**WHAT TO PRODUCE:** When you print the records below, keep every word exact and leave out the images.

Dataset excerpts:
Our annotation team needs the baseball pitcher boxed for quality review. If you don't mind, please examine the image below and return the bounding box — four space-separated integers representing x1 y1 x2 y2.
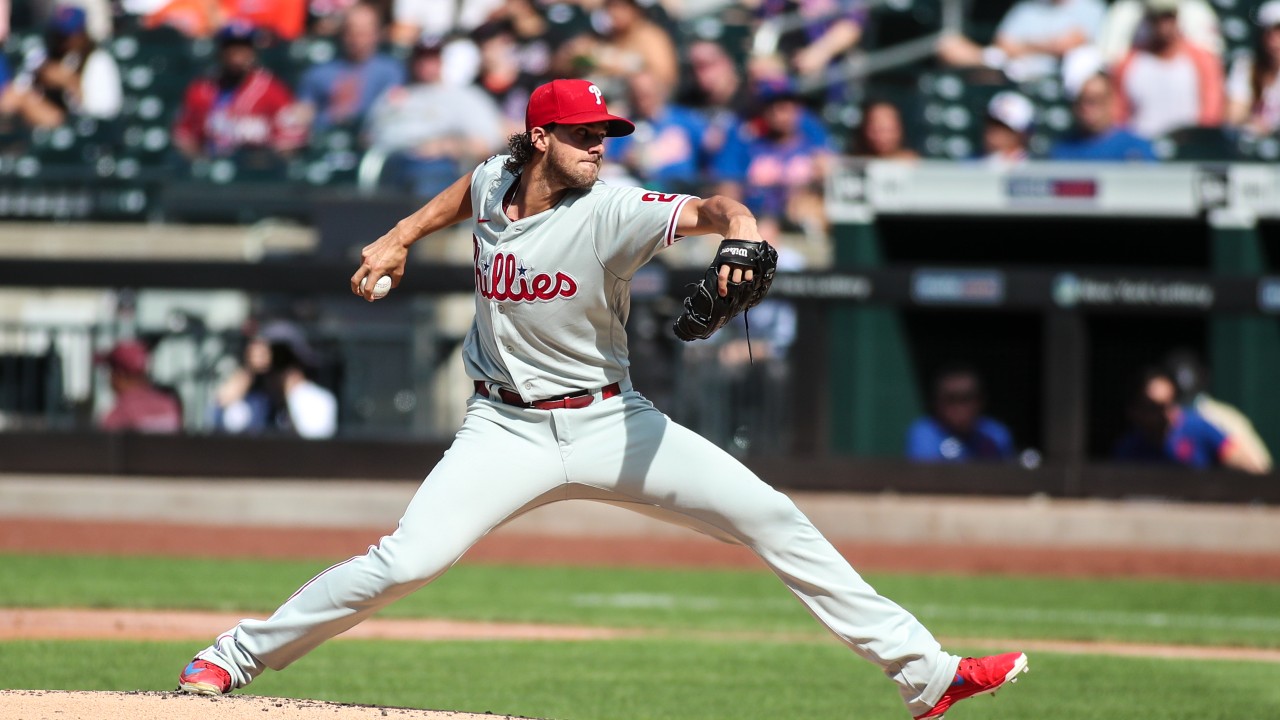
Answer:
178 79 1027 719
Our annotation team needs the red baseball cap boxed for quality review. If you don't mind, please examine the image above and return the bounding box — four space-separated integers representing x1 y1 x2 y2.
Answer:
525 79 635 137
94 340 150 375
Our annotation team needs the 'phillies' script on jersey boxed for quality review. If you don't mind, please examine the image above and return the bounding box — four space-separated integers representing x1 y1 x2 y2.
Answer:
462 154 695 400
474 240 579 302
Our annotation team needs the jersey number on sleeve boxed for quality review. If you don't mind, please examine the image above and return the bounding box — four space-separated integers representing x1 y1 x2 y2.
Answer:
641 192 680 203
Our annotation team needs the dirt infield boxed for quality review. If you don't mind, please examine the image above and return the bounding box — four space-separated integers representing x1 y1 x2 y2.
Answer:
4 517 1280 581
0 691 526 720
4 608 1280 664
0 608 639 643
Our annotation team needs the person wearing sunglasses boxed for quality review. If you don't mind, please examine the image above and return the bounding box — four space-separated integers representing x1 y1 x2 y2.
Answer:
906 364 1015 463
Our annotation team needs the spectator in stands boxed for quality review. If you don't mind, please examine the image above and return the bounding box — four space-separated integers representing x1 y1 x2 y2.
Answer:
1049 72 1157 160
850 100 920 160
0 6 121 127
139 0 224 37
607 71 705 192
751 0 868 93
1227 1 1280 137
96 340 183 434
982 90 1033 166
1115 367 1265 473
214 320 337 440
138 0 304 40
364 35 504 197
389 0 503 47
1112 0 1225 139
1096 0 1222 67
472 20 540 135
43 0 113 41
307 0 365 37
490 0 564 82
554 0 679 91
936 0 1107 83
681 39 750 164
296 2 404 132
224 0 307 41
906 364 1014 463
1165 349 1273 473
173 22 305 160
0 54 10 99
712 78 832 229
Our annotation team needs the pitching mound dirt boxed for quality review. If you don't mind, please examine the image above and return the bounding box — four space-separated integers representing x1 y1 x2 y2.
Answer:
0 691 533 720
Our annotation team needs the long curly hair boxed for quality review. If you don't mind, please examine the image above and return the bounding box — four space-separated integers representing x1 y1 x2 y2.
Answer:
503 130 536 174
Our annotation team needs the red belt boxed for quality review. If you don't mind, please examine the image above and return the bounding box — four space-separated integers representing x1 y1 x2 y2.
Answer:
474 381 622 410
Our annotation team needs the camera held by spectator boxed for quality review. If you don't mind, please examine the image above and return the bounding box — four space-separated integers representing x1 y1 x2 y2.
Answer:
214 321 338 440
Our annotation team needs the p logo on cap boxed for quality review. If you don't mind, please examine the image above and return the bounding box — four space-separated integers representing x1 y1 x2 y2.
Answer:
525 79 635 137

**WRITTEN REPLY:**
Our annotation team needs the baseball pitcher boxed for quality review. If you don't mind, please examine the image below and return the bounding box — four space-separated integers representing x1 y1 x2 y2.
Answer:
178 79 1027 719
Our annotation team needs the red baseball cap boxed for quality review. If you don't mind, please examine the image above and return the bounding box — four space-separated integers representing x1 y1 x2 y2.
Answer:
525 79 635 137
94 340 150 375
Our annotation team needs the 'phillies' script on jersey boxed for quality review. If you don't mind, please examine the image above and return the bounding box — four space-separated integers representing x1 y1 x2 y2.
Answer:
462 154 695 400
474 240 579 302
Our annotation team needs the jersey number on sleeve boxed for quality review. If you don't mind, please examine the image above and return the bounding box — four space-separated integers representing x1 y1 x2 y2.
Answer:
641 192 680 203
Our annotation team needs the dirt infield boxed for quality review. If you don't mind, please examine the image above and return the bounding box — four space-separated integers representing x1 y1 x2 y2.
Answer:
4 517 1280 581
0 691 526 720
4 608 1280 664
0 608 639 643
Our annotation team needs the person wearing sunglasses boxed for quality review. If you don't mind, please examine the image above and return the bounding box — four space-separated integers representing x1 y1 x2 y2.
Answer:
906 364 1015 463
Our annotation team needs the spectator in stands boxed for quality review. If you don't mind, please examine the image above and return the bounding box — four space-separated integers representing x1 y1 x2 y2.
Answer:
1049 72 1157 160
850 100 920 160
0 6 121 127
139 0 224 37
607 71 705 192
751 0 868 93
1227 1 1280 137
96 340 183 434
982 90 1033 166
1115 367 1265 473
214 320 337 440
138 0 304 40
364 35 504 197
389 0 503 47
1112 0 1225 139
1096 0 1222 67
472 20 540 135
43 0 113 41
307 0 365 37
490 0 564 82
554 0 679 91
936 0 1107 83
681 39 750 164
296 2 404 132
224 0 307 41
906 364 1014 463
1165 349 1273 473
173 22 305 160
0 54 10 99
712 78 832 229
Our annotation team needs the pitching mound dirt boxed for quality review. If you don't mind, please examine the image above and return the bounding box — four space-separated integers representing x1 y1 x2 y2.
Answer:
0 691 533 720
Our annotation team needs the long curly hair boxed for quality review. If you don't mind, please examine the image above and return the bounding box — four space-separated integers representing x1 y1 x2 y2.
Answer:
503 130 536 174
Our annotation team needs the red belt boxed for quality review. If you don't mind, please examine the image above and return the bounding box — four space-separated integers representing x1 y1 x2 y2.
Answer:
474 381 622 410
Our annotation team needs the camera held by spectator boxed for quality review. If you don't mind, please examine the image above and return the bounding box — four space-separated integers representing x1 y1 x2 y2.
Answer:
214 321 338 440
Our annotation team needs the p logo on cap boxed for quality review. If you don't mind, please examine the image above and return the bounding box — four space-separated integers representing x1 y1 x2 y2.
Answer:
525 79 635 137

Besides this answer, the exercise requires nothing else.